**Supplied material**
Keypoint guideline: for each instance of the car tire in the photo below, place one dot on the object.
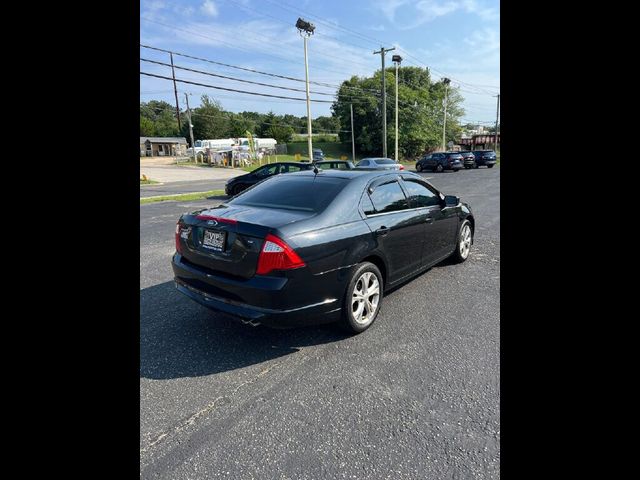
(362, 318)
(463, 245)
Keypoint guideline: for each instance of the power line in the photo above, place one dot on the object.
(231, 89)
(284, 77)
(261, 41)
(381, 42)
(260, 122)
(233, 78)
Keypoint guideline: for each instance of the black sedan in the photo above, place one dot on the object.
(315, 248)
(485, 157)
(237, 184)
(440, 161)
(335, 165)
(379, 164)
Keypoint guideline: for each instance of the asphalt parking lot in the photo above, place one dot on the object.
(415, 396)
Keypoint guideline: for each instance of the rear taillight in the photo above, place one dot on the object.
(277, 255)
(178, 246)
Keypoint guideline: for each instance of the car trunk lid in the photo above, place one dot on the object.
(227, 239)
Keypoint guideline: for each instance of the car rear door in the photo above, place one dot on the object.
(398, 230)
(440, 225)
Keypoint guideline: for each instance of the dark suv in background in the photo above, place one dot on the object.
(440, 161)
(237, 184)
(485, 157)
(468, 159)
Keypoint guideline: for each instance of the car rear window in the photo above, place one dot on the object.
(293, 192)
(389, 197)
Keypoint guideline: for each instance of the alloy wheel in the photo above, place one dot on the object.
(465, 240)
(365, 298)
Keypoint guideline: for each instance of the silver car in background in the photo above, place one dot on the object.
(379, 163)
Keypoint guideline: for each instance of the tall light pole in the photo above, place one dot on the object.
(497, 113)
(306, 30)
(175, 91)
(384, 100)
(353, 140)
(446, 82)
(193, 145)
(397, 59)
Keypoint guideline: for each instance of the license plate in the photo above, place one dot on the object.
(214, 240)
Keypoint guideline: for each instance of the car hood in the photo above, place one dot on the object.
(239, 177)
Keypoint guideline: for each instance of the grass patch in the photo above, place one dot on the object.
(184, 197)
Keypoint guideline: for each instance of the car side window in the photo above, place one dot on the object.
(289, 168)
(367, 206)
(419, 194)
(267, 171)
(389, 197)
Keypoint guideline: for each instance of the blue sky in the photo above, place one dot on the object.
(459, 39)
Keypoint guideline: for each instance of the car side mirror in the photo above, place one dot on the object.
(451, 201)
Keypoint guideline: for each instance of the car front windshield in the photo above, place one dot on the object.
(384, 161)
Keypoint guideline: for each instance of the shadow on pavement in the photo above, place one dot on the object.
(179, 338)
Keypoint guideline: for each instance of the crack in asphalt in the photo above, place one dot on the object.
(223, 400)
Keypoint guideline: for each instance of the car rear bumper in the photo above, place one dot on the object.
(262, 300)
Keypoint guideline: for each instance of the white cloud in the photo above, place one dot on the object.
(425, 11)
(209, 8)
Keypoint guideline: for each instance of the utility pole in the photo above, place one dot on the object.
(175, 91)
(306, 29)
(497, 113)
(397, 59)
(444, 123)
(193, 145)
(353, 141)
(384, 100)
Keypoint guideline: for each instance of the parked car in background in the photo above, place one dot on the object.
(485, 157)
(440, 161)
(379, 164)
(317, 248)
(336, 165)
(237, 184)
(468, 159)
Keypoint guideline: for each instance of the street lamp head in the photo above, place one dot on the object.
(304, 26)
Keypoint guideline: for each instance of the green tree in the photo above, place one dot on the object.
(239, 124)
(147, 127)
(163, 117)
(272, 126)
(209, 120)
(420, 111)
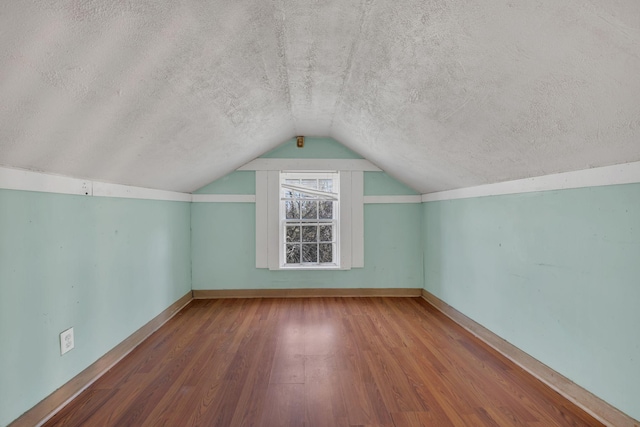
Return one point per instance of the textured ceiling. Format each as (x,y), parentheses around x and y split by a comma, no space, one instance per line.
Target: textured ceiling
(441,94)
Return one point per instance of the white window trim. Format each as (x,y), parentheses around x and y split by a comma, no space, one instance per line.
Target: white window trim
(335,176)
(268,216)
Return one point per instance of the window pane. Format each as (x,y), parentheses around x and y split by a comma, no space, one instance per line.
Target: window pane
(326,233)
(326,252)
(325,185)
(292,255)
(310,253)
(309,233)
(293,233)
(325,210)
(292,209)
(309,209)
(310,183)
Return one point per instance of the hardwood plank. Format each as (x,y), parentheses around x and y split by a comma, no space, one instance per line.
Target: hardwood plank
(320,362)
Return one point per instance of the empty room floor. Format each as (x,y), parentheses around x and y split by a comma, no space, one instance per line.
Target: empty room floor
(316,362)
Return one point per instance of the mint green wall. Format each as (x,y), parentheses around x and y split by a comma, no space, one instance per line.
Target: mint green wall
(105,266)
(224,247)
(555,273)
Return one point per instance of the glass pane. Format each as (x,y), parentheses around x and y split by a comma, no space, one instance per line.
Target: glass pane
(309,209)
(325,210)
(310,253)
(293,233)
(325,185)
(292,209)
(326,233)
(292,255)
(326,252)
(309,233)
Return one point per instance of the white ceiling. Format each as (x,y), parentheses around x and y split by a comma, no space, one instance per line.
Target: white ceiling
(441,94)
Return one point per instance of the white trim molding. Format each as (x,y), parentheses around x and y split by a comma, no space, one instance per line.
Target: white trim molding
(103,189)
(626,173)
(223,198)
(392,199)
(261,164)
(18,179)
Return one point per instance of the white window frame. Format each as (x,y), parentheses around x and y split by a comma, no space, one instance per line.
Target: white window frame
(351,216)
(335,221)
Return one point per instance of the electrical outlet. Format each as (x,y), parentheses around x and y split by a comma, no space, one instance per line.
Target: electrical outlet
(66,341)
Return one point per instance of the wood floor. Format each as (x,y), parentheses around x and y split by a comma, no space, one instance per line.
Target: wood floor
(316,362)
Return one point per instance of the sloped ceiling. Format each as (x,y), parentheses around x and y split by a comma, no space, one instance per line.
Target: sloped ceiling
(441,94)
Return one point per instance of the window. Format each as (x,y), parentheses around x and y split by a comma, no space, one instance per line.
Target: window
(309,219)
(347,234)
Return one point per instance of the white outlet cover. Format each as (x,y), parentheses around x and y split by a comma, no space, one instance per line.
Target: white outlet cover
(66,341)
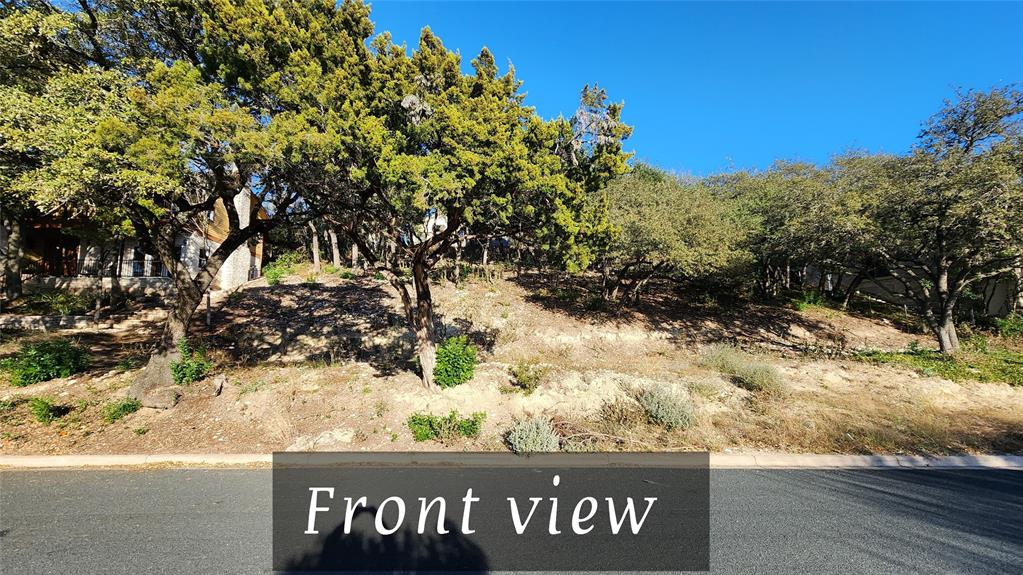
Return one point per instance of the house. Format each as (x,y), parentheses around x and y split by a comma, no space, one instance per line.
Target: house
(59,255)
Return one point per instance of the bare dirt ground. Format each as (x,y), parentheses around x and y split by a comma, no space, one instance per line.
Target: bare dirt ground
(327,366)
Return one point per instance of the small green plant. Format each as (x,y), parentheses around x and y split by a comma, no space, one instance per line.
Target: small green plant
(118,409)
(535,435)
(809,300)
(193,364)
(45,411)
(455,362)
(528,376)
(426,427)
(745,370)
(45,360)
(760,378)
(666,406)
(60,303)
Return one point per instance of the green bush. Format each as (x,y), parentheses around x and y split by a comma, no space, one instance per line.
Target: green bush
(745,370)
(44,410)
(45,360)
(528,376)
(666,406)
(535,435)
(193,364)
(810,300)
(426,427)
(59,303)
(1010,326)
(758,377)
(282,266)
(118,409)
(455,362)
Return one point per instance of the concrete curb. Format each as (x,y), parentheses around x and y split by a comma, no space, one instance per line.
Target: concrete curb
(717,460)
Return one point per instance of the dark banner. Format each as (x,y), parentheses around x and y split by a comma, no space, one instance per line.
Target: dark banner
(490,512)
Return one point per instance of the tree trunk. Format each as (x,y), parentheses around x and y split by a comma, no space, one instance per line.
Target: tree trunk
(12,269)
(853,288)
(426,337)
(154,387)
(314,241)
(335,248)
(947,338)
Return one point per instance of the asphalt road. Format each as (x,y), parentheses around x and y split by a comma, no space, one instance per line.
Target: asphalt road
(813,521)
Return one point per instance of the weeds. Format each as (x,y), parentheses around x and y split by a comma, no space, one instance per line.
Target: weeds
(745,370)
(426,427)
(666,406)
(45,411)
(455,362)
(535,435)
(45,360)
(118,409)
(193,364)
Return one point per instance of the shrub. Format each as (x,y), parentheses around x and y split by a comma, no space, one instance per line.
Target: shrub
(193,364)
(44,410)
(1011,325)
(758,377)
(274,274)
(426,427)
(746,371)
(283,265)
(60,303)
(455,362)
(118,409)
(666,406)
(528,376)
(535,435)
(45,360)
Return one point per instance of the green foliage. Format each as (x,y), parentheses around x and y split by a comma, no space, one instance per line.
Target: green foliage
(528,376)
(534,435)
(455,362)
(44,410)
(426,427)
(974,363)
(193,364)
(58,303)
(745,370)
(1010,326)
(809,300)
(285,264)
(667,406)
(665,225)
(45,360)
(118,409)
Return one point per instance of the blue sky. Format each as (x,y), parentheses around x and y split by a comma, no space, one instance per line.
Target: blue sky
(713,86)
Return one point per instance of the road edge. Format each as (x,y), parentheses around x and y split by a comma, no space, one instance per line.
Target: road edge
(717,460)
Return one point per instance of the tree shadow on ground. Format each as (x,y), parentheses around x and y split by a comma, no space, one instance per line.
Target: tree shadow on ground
(687,317)
(358,320)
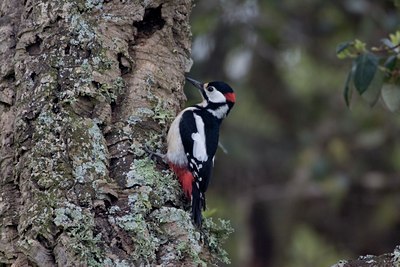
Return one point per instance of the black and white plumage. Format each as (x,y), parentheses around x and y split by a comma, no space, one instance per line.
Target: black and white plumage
(193,141)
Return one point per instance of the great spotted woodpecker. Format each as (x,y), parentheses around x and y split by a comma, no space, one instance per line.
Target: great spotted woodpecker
(193,140)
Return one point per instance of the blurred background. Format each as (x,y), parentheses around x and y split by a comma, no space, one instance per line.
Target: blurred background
(306,181)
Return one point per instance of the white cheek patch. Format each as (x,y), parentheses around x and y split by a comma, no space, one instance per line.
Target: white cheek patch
(216,96)
(219,112)
(199,140)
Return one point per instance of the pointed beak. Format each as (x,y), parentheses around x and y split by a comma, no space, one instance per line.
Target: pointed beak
(196,84)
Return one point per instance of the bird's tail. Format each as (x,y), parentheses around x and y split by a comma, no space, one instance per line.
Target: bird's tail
(198,203)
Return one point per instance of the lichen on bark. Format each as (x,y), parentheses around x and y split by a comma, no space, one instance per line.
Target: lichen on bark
(86,84)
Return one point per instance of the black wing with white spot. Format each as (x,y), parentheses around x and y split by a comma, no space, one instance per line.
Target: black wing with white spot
(197,138)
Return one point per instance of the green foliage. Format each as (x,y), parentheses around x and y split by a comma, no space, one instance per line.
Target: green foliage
(374,71)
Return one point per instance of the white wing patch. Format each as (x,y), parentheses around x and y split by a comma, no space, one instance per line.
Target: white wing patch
(199,140)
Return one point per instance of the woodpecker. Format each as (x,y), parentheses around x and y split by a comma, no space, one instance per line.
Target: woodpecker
(193,140)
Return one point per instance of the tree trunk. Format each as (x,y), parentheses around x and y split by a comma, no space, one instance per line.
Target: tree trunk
(84,86)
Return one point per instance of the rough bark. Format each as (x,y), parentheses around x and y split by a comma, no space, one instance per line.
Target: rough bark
(84,86)
(385,260)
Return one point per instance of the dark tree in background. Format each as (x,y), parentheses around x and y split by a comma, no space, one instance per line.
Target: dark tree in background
(84,86)
(307,181)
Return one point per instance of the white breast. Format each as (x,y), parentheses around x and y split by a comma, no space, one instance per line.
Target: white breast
(176,153)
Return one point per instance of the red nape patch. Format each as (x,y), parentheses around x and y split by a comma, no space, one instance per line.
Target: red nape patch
(231,97)
(185,178)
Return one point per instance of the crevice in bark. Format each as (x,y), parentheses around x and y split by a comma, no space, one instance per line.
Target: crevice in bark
(34,49)
(10,77)
(152,22)
(33,76)
(123,64)
(67,49)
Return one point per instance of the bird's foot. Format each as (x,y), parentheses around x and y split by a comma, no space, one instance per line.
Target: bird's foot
(153,153)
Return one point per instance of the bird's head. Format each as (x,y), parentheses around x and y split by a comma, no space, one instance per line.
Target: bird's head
(215,94)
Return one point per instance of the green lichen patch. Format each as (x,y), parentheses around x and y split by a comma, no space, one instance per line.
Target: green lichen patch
(164,187)
(77,225)
(88,151)
(215,236)
(145,242)
(181,239)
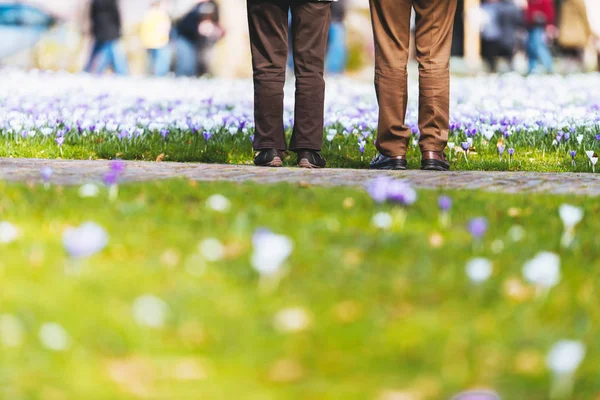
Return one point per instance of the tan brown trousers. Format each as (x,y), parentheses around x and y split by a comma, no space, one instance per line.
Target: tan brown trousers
(391,27)
(269,32)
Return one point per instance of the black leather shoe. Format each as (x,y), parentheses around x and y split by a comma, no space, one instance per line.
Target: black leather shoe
(385,162)
(269,158)
(434,161)
(311,159)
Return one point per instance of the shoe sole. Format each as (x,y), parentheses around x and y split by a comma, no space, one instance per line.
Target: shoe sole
(304,163)
(391,167)
(277,162)
(434,166)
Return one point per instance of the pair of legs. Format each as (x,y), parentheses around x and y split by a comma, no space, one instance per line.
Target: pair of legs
(391,26)
(268,22)
(538,50)
(159,60)
(108,54)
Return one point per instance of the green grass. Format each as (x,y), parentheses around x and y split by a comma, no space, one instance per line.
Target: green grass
(534,152)
(389,310)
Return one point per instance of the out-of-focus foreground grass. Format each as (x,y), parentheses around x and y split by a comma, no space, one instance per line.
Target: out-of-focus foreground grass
(360,312)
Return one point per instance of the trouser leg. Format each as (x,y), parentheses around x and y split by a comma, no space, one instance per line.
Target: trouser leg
(391,29)
(434,27)
(268,25)
(310,29)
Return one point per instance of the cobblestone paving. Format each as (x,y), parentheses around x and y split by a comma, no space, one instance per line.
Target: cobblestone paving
(78,172)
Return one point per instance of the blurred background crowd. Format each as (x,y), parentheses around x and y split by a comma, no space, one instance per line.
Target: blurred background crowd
(209,37)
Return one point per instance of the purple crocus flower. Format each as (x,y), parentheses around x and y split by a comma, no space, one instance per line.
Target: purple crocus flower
(361,146)
(445,203)
(477,227)
(117,166)
(46,173)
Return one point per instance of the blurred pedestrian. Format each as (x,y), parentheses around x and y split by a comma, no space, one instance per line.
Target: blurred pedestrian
(155,34)
(511,21)
(574,29)
(337,50)
(106,29)
(593,12)
(433,29)
(269,25)
(198,32)
(540,18)
(491,33)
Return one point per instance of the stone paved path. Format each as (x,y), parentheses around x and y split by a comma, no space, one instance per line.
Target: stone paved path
(78,172)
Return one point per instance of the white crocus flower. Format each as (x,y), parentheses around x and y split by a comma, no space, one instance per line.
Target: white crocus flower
(331,133)
(270,251)
(54,337)
(87,240)
(150,311)
(570,215)
(218,203)
(479,270)
(543,270)
(383,220)
(212,249)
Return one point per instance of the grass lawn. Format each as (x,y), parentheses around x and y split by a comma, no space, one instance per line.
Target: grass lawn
(532,153)
(360,312)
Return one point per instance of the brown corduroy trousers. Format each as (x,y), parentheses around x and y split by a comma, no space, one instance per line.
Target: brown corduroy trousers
(269,32)
(391,27)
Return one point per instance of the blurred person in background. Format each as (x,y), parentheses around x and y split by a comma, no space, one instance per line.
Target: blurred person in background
(198,32)
(511,22)
(540,17)
(593,12)
(491,33)
(106,29)
(499,31)
(337,50)
(574,30)
(155,35)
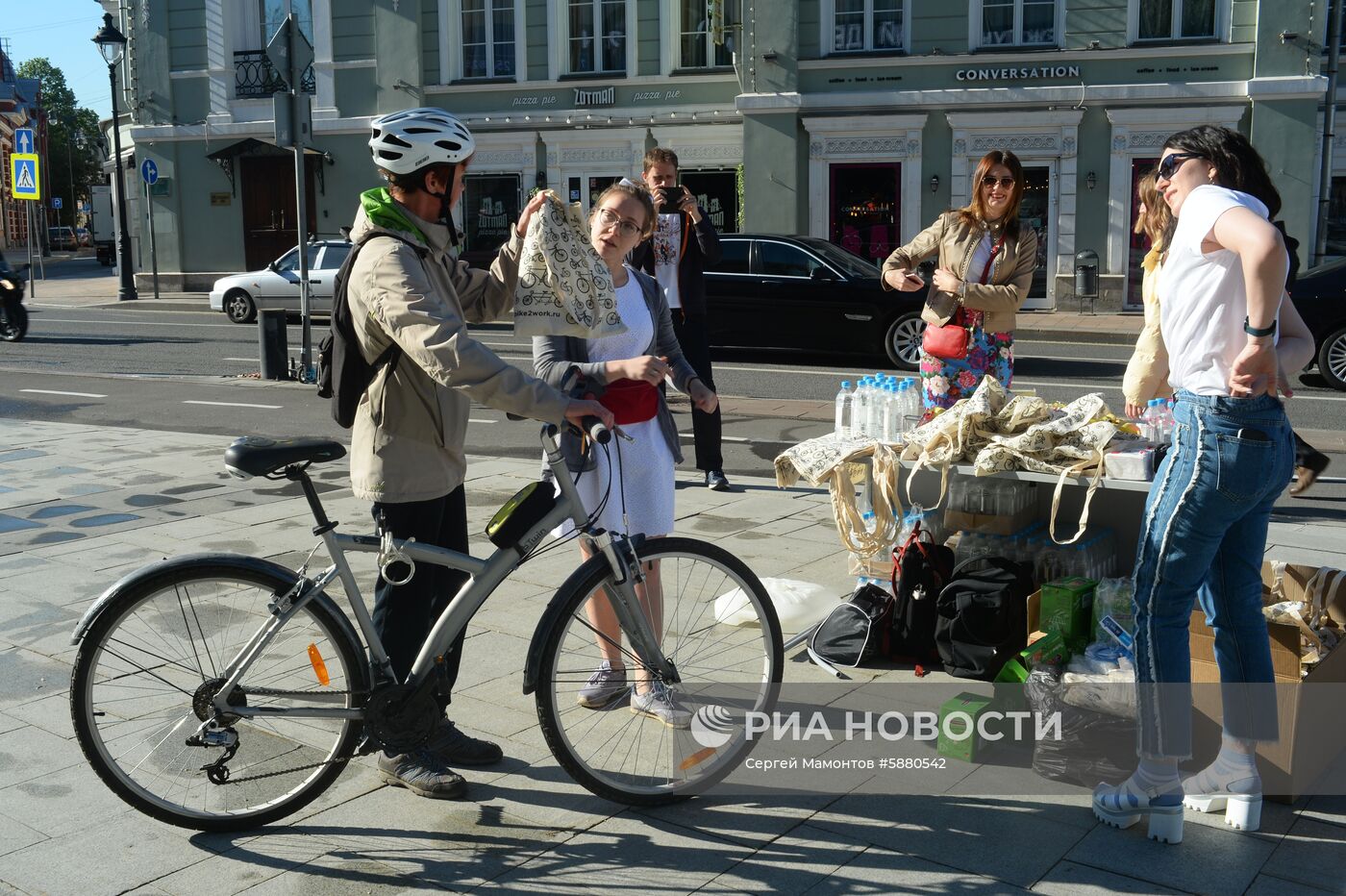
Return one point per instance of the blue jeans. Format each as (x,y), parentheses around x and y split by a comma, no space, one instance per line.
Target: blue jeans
(1202,538)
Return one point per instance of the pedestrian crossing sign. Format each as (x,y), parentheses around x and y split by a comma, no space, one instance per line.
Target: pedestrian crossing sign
(24,182)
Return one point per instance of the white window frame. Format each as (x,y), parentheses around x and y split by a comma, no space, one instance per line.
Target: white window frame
(451,42)
(670,39)
(1221,34)
(975,29)
(559,37)
(827,26)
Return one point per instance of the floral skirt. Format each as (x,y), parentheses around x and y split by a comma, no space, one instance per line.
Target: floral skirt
(944,383)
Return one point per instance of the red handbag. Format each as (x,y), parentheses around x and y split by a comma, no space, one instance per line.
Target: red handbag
(951,340)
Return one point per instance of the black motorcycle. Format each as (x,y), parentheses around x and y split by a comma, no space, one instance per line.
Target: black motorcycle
(13,316)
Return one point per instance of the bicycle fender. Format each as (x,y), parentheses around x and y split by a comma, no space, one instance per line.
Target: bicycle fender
(554,612)
(237,561)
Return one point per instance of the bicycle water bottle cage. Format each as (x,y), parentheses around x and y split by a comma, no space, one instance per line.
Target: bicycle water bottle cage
(520,514)
(387,556)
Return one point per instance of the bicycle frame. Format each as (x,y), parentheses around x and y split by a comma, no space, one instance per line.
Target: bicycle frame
(485,578)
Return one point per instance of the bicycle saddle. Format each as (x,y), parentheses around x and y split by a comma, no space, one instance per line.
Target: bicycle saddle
(258,455)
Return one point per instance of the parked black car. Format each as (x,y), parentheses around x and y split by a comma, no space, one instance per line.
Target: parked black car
(805,292)
(1321,299)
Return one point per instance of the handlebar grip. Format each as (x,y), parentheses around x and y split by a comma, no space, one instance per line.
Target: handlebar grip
(596,431)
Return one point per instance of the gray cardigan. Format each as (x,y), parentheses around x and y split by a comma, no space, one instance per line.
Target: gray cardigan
(555,356)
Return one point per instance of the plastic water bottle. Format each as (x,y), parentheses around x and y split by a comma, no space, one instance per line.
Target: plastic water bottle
(845,401)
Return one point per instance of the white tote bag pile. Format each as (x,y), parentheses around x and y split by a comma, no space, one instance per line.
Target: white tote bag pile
(564,288)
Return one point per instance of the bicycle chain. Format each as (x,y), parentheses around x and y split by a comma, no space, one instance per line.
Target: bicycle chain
(275,691)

**About this task**
Set down again, word for word, every line from the one with "Keypoint guideline: for each instance of the crack" to the one with "Return one point per instance of the textured" in the entries above, and omit the pictures.

**Task output**
Keypoint guideline: for each instance of the crack in asphalt in the photo above, place one dot on the object.
(223, 400)
Keypoint guideline: for each instance of the car rear bumper in the photo above, place one dot on the object.
(262, 300)
Keypoint guideline: for each instance of the white cloud in the photo above, place one dot on the object.
(425, 11)
(209, 8)
Keypoint guideline: for each instance of the utility pole in the photo above, place one dot on the object.
(175, 91)
(306, 29)
(497, 113)
(397, 59)
(444, 123)
(193, 145)
(353, 141)
(384, 100)
Keypoint guideline: for each instance of the parked car in background in the photo above, place one dot on the object.
(485, 157)
(440, 161)
(379, 164)
(317, 248)
(336, 165)
(237, 184)
(468, 159)
Keypoint guideline: for each instance of the street lamp head in the photo above, place one dot on the object.
(304, 26)
Keypoint guideline: for each instance of the green tree in the photo above, place one dot on the object.
(239, 124)
(147, 127)
(163, 117)
(272, 126)
(209, 120)
(420, 111)
Return one point per instance of the textured ceiling. Format each as (x,y), parentheses around x and y split by a comma, no space, one instance per line.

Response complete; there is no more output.